▶ [PAGE EXCERPT]
## Start

DE Power Series

• Jan 11th 2011, 01:50 PM
dwsmith
DE Power Series
The coefficients of a certain power series

$\displaystyle\mbox{P(s,t)}=\sum_{m=0}^{\infty}\sum _{n=0}^{\infty}a_{m,n}s^mt^n$

satisfy

$3(m+1)a_{m+1,n}-(n+1)a_{m,n+1}+a_{m,n}=0$

and it is known that $\mbox{P(t,t)}=\exp{(2t)}$. Find $\mbox{P(s,t)}$.

$\displaystyle\mbox{P}_s=\sum_{m=1}^{\infty}\sum_{n =0}^{\infty}a_{m,n}ms^{m-1}t^n$

$\displaystyle\mbox{P}_t=\sum_{m=0}^{\infty}\sum_{n =1}^{\infty}a_{m,n}ns^{m}t^{n-1}$

$\displaystyle c_1\sum_{m=1}^{\infty}\sum_{n=0}^{\infty}a_{m,n}ms ^{m-1}t^n+c_2\sum_{m=0}^{\infty}\sum_{n=1}^{\infty}a_{ m,n}ns^{m}t^{n-1}+c_3\sum_{m=0}^{\infty}\sum_{n=0}^{\infty}a_{m,n }s^mt^n=0$

Is this how it should be approached?
• Jan 11th 2011, 02:27 PM
snowtea
Try $c_1=3, c_2 = -1, c_3 = 1$
• Jan 11th 2011, 02:28 PM
dwsmith
Quote:

Originally Posted by snowtea
Try $c_1=3, c_2 = -1, c_3 = 1$

Ok, so that is how it is done with those types of questions?
• Jan 11th 2011, 02:30 PM
snowtea

$
\displaystyle \sum_{m=1}^{\infty}\sum_{n=0}^{\infty}a_{m,n}ms^{m-1}t^n
= \sum_{m=0}^{\infty}\sum_{n=0}^{\infty}a_{m+1,n}(m+ 1)s^mt^n
$
• Jan 11th 2011, 02:31 PM
dwsmith
Quote:

Originally Posted by snowtea

$
\displaystyle \sum_{m=1}^{\infty}\sum_{n=0}^{\infty}a_{m,n}ms^{m-1}t^n
= \sum_{m=0}^{\infty}\sum_{n=0}^{\infty}a_{m+1,n}(m+ 1)s^mt^n
$

I understand that. I wasn't sure if doing this (see below) was the correct procedure.

## End

▶ [STATED GOAL 1]
Rename in the power series thread: write out everything from "Is this how" down to "types of questions?", replacing "snowtea" with "responder".
The rows that come next have no connection to the forum thread above.

▶ [EXTRACTED MATERIAL]
## Start

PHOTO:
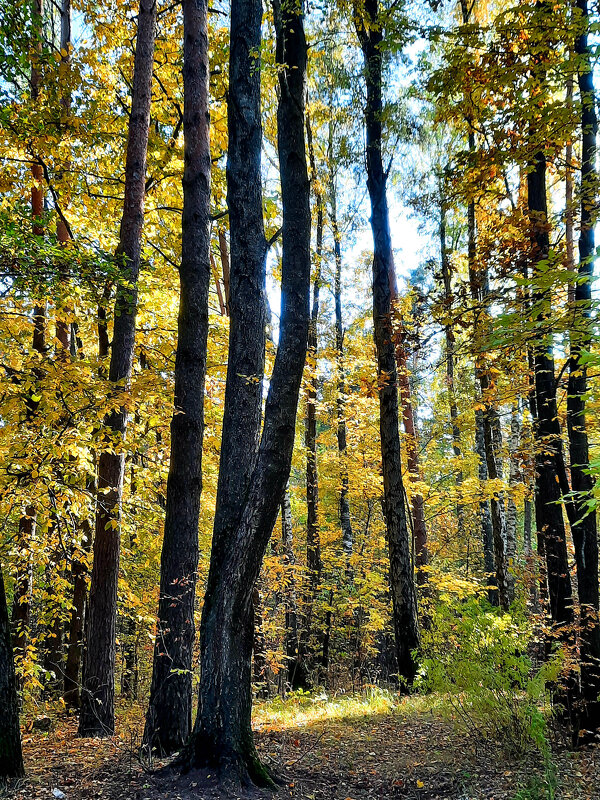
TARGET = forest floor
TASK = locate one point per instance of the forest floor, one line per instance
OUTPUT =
(321, 749)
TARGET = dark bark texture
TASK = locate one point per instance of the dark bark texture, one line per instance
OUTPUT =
(402, 584)
(97, 700)
(584, 526)
(549, 512)
(345, 520)
(11, 757)
(169, 717)
(222, 734)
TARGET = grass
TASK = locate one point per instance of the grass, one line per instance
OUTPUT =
(300, 709)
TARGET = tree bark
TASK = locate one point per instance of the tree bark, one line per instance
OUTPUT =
(549, 514)
(11, 757)
(584, 527)
(419, 528)
(450, 340)
(169, 716)
(222, 734)
(297, 673)
(344, 508)
(313, 545)
(21, 608)
(487, 529)
(97, 701)
(402, 583)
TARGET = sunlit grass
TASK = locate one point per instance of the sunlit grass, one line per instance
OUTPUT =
(305, 708)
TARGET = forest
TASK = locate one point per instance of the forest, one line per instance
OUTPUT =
(299, 399)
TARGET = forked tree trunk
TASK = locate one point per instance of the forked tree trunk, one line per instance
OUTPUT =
(584, 527)
(169, 716)
(222, 734)
(97, 701)
(11, 757)
(402, 584)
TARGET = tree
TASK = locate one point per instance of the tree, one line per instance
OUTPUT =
(222, 734)
(169, 717)
(584, 526)
(369, 28)
(97, 701)
(11, 757)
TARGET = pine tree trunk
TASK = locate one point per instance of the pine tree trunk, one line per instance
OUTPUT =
(313, 545)
(402, 583)
(75, 634)
(21, 608)
(419, 528)
(584, 528)
(11, 757)
(486, 514)
(549, 513)
(344, 508)
(297, 673)
(97, 701)
(511, 506)
(169, 716)
(450, 340)
(222, 734)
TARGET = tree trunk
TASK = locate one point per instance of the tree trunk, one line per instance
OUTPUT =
(584, 528)
(402, 584)
(75, 635)
(549, 513)
(297, 673)
(21, 608)
(169, 716)
(313, 545)
(11, 757)
(97, 701)
(511, 506)
(222, 733)
(486, 514)
(450, 340)
(419, 529)
(344, 508)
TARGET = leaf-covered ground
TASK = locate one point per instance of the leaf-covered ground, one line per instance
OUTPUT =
(321, 750)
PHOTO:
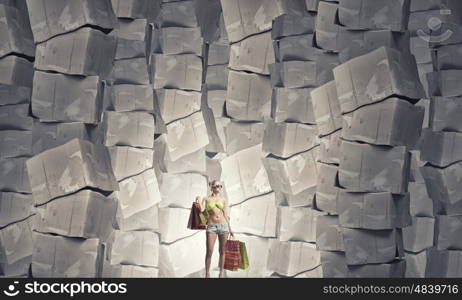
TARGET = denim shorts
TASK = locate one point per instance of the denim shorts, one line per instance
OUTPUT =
(218, 228)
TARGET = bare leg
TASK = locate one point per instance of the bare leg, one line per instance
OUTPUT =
(210, 243)
(222, 238)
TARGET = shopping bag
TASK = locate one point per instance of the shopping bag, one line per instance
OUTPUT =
(244, 257)
(232, 255)
(196, 222)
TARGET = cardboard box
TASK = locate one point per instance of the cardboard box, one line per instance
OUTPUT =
(326, 108)
(15, 117)
(244, 176)
(443, 184)
(441, 148)
(217, 77)
(249, 96)
(86, 214)
(173, 224)
(297, 223)
(135, 129)
(255, 216)
(178, 14)
(289, 25)
(382, 14)
(375, 76)
(85, 52)
(364, 246)
(329, 235)
(132, 38)
(354, 43)
(65, 98)
(419, 236)
(69, 168)
(147, 219)
(16, 242)
(176, 104)
(62, 257)
(294, 174)
(445, 114)
(240, 136)
(15, 143)
(129, 271)
(137, 194)
(393, 122)
(129, 161)
(176, 71)
(253, 54)
(192, 162)
(49, 18)
(130, 71)
(244, 18)
(186, 136)
(287, 139)
(15, 207)
(15, 80)
(180, 190)
(292, 105)
(13, 175)
(367, 168)
(177, 40)
(133, 248)
(291, 258)
(15, 31)
(329, 151)
(49, 135)
(218, 54)
(216, 101)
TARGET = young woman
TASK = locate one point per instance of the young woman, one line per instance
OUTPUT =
(216, 211)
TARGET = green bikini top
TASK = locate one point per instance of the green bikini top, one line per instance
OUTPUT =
(211, 205)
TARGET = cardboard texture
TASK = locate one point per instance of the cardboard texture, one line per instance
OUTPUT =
(135, 129)
(292, 105)
(252, 54)
(62, 257)
(15, 31)
(83, 52)
(13, 175)
(393, 122)
(176, 104)
(375, 76)
(326, 108)
(133, 248)
(294, 174)
(179, 190)
(367, 168)
(287, 139)
(129, 161)
(15, 80)
(248, 97)
(297, 223)
(15, 143)
(65, 98)
(137, 194)
(14, 207)
(186, 136)
(291, 258)
(255, 216)
(69, 168)
(177, 40)
(244, 176)
(86, 214)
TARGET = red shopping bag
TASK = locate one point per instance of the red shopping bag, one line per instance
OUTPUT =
(232, 255)
(196, 218)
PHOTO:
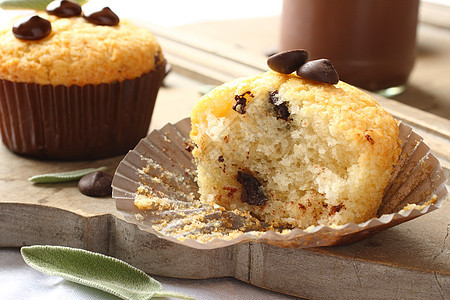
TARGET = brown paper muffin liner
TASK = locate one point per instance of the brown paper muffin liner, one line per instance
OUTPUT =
(161, 170)
(77, 122)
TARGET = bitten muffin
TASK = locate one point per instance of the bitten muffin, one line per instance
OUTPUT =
(84, 91)
(293, 152)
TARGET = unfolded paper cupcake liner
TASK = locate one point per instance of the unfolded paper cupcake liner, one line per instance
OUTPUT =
(159, 177)
(77, 122)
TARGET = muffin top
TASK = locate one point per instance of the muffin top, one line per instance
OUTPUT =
(77, 52)
(344, 108)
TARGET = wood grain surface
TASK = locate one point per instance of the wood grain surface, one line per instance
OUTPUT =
(408, 261)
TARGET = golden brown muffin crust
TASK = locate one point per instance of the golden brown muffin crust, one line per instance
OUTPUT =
(78, 53)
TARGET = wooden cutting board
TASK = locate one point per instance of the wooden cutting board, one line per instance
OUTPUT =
(408, 261)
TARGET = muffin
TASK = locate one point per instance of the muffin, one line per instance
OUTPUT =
(78, 85)
(292, 151)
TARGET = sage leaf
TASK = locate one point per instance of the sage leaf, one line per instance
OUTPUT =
(30, 4)
(63, 176)
(95, 270)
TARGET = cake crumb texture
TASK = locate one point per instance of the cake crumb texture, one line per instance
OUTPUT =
(78, 53)
(313, 153)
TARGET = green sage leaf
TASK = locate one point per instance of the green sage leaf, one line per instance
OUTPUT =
(30, 4)
(63, 176)
(95, 270)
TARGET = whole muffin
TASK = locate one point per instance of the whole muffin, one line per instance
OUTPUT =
(86, 90)
(293, 152)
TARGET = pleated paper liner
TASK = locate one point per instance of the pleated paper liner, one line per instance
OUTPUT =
(161, 171)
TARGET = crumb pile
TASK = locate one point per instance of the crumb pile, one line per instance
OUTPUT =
(293, 152)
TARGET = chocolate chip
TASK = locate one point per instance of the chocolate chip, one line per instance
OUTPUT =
(252, 192)
(321, 70)
(96, 184)
(335, 209)
(241, 103)
(288, 61)
(104, 17)
(32, 28)
(281, 109)
(63, 9)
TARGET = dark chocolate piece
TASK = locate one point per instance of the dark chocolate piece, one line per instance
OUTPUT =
(63, 9)
(281, 109)
(105, 17)
(288, 61)
(241, 103)
(96, 184)
(252, 192)
(32, 28)
(321, 70)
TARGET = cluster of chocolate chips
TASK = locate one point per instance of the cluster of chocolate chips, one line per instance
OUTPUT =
(321, 70)
(36, 28)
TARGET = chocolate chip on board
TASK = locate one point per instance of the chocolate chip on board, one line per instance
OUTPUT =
(63, 8)
(32, 28)
(288, 61)
(252, 192)
(105, 17)
(96, 184)
(321, 70)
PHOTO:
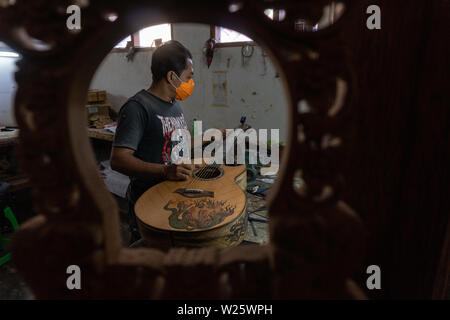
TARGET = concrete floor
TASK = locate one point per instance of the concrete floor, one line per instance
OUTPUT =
(12, 287)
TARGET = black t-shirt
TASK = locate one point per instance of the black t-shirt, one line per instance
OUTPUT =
(146, 124)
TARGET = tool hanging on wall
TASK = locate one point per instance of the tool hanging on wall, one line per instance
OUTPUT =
(210, 46)
(264, 55)
(246, 52)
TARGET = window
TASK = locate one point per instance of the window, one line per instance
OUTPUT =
(148, 37)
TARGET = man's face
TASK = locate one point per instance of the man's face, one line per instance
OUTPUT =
(185, 76)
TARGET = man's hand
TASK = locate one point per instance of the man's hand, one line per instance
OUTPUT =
(178, 172)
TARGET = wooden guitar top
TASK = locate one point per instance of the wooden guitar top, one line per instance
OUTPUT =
(163, 208)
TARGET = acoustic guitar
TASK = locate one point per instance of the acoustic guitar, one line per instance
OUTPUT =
(208, 209)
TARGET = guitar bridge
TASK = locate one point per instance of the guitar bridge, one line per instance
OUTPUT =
(194, 193)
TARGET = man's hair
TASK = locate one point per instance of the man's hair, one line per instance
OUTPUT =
(171, 56)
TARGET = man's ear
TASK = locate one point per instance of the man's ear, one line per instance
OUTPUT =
(169, 77)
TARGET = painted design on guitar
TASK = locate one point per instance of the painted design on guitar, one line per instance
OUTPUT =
(197, 214)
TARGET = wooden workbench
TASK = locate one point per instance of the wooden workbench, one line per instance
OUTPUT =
(101, 134)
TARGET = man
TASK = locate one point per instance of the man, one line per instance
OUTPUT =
(142, 145)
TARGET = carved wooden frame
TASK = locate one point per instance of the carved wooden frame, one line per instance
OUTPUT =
(316, 239)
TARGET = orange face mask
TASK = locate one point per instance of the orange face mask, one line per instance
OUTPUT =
(185, 89)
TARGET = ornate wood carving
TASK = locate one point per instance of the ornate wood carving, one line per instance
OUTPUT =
(316, 239)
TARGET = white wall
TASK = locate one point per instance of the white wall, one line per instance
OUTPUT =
(7, 89)
(253, 90)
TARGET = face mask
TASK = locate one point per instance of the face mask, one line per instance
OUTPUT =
(185, 89)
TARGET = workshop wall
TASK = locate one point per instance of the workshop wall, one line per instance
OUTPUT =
(7, 89)
(252, 86)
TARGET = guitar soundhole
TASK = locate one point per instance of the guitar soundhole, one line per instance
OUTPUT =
(208, 173)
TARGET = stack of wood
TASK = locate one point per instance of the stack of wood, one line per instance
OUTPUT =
(98, 109)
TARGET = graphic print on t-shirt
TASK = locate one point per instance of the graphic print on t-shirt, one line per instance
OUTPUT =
(169, 125)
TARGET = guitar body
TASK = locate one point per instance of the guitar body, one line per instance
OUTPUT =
(208, 209)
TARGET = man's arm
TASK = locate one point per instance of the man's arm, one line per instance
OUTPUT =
(124, 161)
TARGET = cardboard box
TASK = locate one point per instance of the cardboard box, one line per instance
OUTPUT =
(96, 96)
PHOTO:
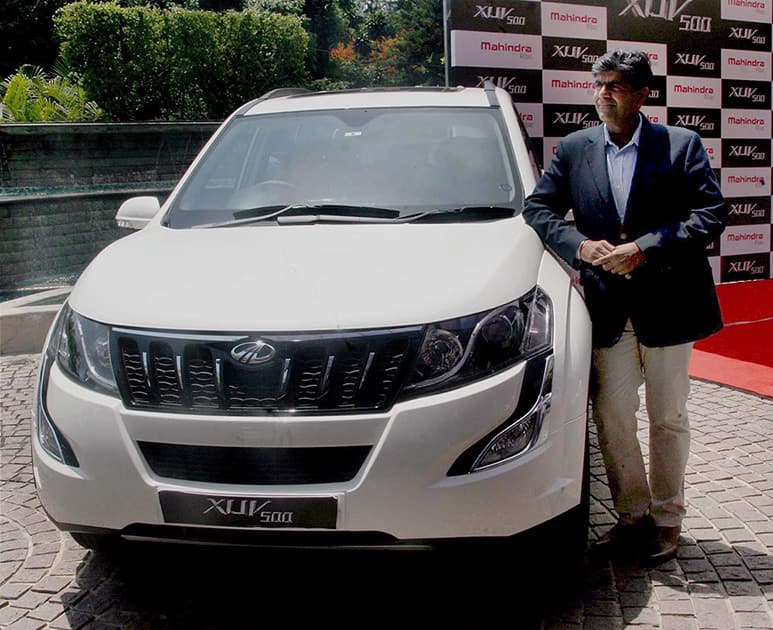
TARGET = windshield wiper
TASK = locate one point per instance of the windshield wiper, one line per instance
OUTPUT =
(305, 213)
(463, 213)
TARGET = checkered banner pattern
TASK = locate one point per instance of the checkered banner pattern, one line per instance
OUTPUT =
(712, 65)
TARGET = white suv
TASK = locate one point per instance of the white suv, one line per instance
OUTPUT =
(337, 328)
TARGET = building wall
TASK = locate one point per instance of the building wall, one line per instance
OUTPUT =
(712, 65)
(61, 185)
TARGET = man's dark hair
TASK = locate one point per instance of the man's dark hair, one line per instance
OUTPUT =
(633, 65)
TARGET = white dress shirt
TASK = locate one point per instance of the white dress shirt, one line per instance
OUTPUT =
(621, 162)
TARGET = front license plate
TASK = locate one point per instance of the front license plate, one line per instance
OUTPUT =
(262, 512)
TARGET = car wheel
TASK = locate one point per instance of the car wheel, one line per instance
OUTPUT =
(568, 533)
(559, 546)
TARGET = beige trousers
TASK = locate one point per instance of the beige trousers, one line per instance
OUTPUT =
(618, 373)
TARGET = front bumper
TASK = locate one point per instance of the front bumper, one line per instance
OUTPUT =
(402, 489)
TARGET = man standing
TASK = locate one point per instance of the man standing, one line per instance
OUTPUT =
(646, 204)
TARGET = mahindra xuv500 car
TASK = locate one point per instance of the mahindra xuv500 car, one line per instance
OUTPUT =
(337, 327)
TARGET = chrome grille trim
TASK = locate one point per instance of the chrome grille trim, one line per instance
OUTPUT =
(348, 371)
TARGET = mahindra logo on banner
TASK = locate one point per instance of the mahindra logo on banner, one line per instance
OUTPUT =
(746, 64)
(694, 92)
(477, 49)
(573, 20)
(567, 87)
(747, 10)
(746, 95)
(745, 239)
(745, 123)
(748, 211)
(745, 182)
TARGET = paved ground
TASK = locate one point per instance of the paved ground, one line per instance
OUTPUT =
(723, 577)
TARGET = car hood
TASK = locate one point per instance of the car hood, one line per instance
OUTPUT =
(311, 277)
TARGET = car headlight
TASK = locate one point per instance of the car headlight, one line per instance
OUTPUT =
(466, 349)
(81, 348)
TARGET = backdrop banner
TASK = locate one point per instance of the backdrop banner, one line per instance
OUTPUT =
(712, 65)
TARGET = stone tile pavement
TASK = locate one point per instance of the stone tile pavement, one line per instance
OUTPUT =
(722, 578)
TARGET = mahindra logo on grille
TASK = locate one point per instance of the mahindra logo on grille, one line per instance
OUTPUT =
(253, 352)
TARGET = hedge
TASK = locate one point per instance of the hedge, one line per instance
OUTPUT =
(144, 63)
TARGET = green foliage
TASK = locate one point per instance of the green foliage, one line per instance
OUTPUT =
(286, 7)
(327, 26)
(419, 50)
(31, 95)
(26, 33)
(144, 63)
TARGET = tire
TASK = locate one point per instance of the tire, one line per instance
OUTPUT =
(559, 546)
(568, 533)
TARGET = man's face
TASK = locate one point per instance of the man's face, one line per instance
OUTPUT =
(616, 103)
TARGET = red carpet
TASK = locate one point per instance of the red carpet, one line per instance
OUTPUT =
(741, 354)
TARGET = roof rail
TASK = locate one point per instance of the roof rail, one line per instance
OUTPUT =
(276, 93)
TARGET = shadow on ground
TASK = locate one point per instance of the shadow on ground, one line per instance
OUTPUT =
(178, 586)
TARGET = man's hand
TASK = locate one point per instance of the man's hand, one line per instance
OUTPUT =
(590, 251)
(621, 260)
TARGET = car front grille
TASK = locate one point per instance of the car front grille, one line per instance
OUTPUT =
(309, 373)
(254, 466)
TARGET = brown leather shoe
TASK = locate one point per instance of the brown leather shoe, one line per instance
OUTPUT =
(663, 546)
(626, 535)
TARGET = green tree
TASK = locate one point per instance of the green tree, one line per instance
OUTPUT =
(418, 53)
(327, 27)
(27, 33)
(144, 63)
(32, 95)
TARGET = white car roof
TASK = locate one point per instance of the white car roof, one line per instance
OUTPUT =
(397, 97)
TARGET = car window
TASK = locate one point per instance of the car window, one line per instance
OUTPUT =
(410, 159)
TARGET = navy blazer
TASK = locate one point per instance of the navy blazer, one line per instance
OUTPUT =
(675, 209)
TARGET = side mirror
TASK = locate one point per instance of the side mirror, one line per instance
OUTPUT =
(136, 213)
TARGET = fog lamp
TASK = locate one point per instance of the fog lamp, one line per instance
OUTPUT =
(516, 438)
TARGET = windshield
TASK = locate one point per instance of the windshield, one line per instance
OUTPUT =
(404, 160)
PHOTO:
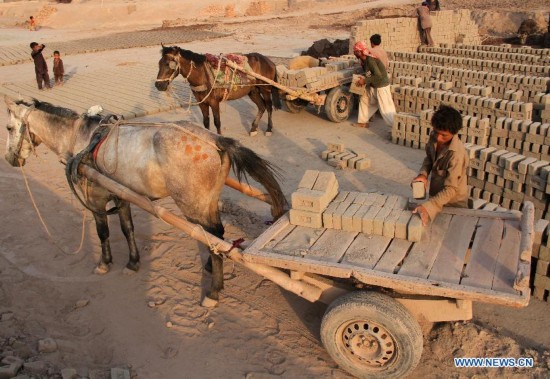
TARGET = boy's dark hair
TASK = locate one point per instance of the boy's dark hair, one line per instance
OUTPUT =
(375, 39)
(447, 118)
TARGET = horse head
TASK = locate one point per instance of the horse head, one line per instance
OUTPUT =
(169, 67)
(21, 140)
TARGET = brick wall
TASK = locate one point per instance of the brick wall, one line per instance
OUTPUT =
(402, 34)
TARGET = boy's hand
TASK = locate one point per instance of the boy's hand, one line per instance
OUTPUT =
(423, 213)
(421, 178)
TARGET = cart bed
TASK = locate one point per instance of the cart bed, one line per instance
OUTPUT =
(464, 254)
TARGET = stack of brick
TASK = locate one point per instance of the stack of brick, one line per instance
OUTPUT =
(508, 179)
(402, 34)
(339, 157)
(541, 261)
(335, 72)
(315, 191)
(480, 54)
(470, 63)
(315, 205)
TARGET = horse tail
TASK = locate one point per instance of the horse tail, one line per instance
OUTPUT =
(275, 97)
(244, 161)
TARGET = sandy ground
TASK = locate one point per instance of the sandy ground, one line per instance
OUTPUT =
(258, 330)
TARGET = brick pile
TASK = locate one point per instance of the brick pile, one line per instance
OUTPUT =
(338, 156)
(402, 33)
(335, 71)
(315, 205)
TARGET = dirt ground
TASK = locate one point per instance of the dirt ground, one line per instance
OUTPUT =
(151, 322)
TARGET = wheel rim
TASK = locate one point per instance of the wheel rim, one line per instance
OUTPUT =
(342, 105)
(367, 343)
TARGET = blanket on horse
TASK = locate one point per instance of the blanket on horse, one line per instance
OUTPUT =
(227, 77)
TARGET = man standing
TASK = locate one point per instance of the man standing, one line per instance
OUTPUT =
(446, 160)
(376, 49)
(40, 65)
(378, 93)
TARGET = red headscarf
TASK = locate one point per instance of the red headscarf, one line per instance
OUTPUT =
(361, 47)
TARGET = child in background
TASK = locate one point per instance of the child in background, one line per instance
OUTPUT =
(58, 70)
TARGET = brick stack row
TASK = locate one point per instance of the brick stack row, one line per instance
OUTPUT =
(339, 157)
(402, 33)
(315, 205)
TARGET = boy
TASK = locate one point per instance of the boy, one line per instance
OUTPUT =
(40, 66)
(447, 161)
(58, 69)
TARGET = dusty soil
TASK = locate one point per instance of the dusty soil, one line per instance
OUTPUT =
(151, 322)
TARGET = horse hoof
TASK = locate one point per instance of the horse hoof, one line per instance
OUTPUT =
(101, 269)
(128, 271)
(208, 302)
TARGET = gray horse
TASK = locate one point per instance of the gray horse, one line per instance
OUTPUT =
(183, 161)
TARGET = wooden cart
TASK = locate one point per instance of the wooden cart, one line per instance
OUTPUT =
(378, 287)
(335, 98)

## End

▶ [STATED GOAL 2]
Identify every line of the rows that contains the word "carpet", and copy each of those lines.

▶ [TASK RESULT 1]
Is this how it should be approached?
• Jan 11th 2011, 02:27 PM
responder
Try $c_1=3, c_2 = -1, c_3 = 1$
• Jan 11th 2011, 02:28 PM
dwsmith
Quote:

Originally Posted by responder
Try $c_1=3, c_2 = -1, c_3 = 1$

Ok, so that is how it is done with those types of questions?

▶ [TASK RESULT 2]
TARGET = red carpet
TASK = locate one point per instance of the red carpet, one line per instance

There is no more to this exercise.